### Do this:
Reproduce every line of the data below, leaving all text unchanged except the point coordinates. Scale each x and y value by 1.05 and round it to the nearest whole number, with halves rounded up.

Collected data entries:
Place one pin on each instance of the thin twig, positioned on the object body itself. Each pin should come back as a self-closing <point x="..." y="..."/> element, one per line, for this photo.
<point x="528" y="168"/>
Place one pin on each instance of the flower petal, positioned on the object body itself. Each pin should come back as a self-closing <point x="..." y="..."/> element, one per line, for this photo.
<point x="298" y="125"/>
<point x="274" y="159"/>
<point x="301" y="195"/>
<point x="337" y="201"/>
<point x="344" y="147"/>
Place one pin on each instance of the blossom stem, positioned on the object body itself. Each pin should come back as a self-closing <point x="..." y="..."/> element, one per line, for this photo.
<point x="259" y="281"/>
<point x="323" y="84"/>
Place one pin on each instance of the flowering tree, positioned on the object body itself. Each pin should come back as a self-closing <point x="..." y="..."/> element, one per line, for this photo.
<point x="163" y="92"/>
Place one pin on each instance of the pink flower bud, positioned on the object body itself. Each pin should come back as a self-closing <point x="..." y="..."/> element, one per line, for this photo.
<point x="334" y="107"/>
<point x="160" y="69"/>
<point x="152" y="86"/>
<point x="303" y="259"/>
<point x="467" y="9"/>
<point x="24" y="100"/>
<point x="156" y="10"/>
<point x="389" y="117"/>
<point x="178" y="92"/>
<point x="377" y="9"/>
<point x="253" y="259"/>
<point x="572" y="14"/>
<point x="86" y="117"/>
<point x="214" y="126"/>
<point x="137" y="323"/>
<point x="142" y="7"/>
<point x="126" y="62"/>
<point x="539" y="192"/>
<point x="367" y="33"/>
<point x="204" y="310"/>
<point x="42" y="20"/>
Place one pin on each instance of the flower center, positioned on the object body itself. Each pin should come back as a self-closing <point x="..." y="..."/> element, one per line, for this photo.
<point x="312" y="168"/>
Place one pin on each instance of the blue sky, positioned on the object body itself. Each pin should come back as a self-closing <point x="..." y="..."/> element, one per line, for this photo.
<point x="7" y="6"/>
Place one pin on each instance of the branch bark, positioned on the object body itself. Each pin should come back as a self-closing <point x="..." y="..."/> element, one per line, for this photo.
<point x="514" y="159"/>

### Response to the exercise:
Place one pin on each instance of the thin twig, positioned on the object body itself. Each pin should come back as a self-closing <point x="..." y="..."/> element, one per line, for this photo.
<point x="554" y="176"/>
Place one pin on each instance of the flower petal, positioned on the object body itself. Each pin should come back as a self-closing <point x="..." y="..."/> element, one per line, for this photo.
<point x="313" y="131"/>
<point x="288" y="167"/>
<point x="316" y="205"/>
<point x="354" y="211"/>
<point x="361" y="154"/>
Place one pin on each instance of the blossom stem, positioned on the object body itself. Each pin should come back as a self-closing <point x="..." y="..."/> element, one per line, for this photo.
<point x="272" y="295"/>
<point x="339" y="88"/>
Place one pin on each instance of the flowering tree, positioned on the object body itself. Each pin should come back as a self-closing <point x="..." y="..."/> element, one per line, for this photo.
<point x="171" y="97"/>
Place one pin on each instance of the pink flower bud, positioned on the object body itself. Each pin should come back as a self-closing <point x="..." y="..."/> element, one per line, for this photo.
<point x="351" y="112"/>
<point x="168" y="72"/>
<point x="160" y="90"/>
<point x="318" y="272"/>
<point x="490" y="9"/>
<point x="25" y="105"/>
<point x="164" y="11"/>
<point x="408" y="123"/>
<point x="187" y="97"/>
<point x="396" y="9"/>
<point x="266" y="272"/>
<point x="601" y="15"/>
<point x="90" y="123"/>
<point x="225" y="132"/>
<point x="144" y="339"/>
<point x="149" y="7"/>
<point x="132" y="65"/>
<point x="566" y="202"/>
<point x="385" y="35"/>
<point x="214" y="326"/>
<point x="44" y="21"/>
Place one pin on each instance of the flower center, positioned on the object body itself. Each pin should come back as a self-closing <point x="..." y="..."/> element, one per line, for this photo.
<point x="328" y="176"/>
Place one pin on each instance of the blue sky, positioned on the object body itself. Each pin should come back as a self-closing <point x="..." y="..."/> element, one per line, for this photo.
<point x="7" y="6"/>
Place one pin on each instance of the branch bark, positioned on the object body itself. Each pin should come back as a self-closing <point x="..." y="..."/> element, one per line, for this photo.
<point x="540" y="167"/>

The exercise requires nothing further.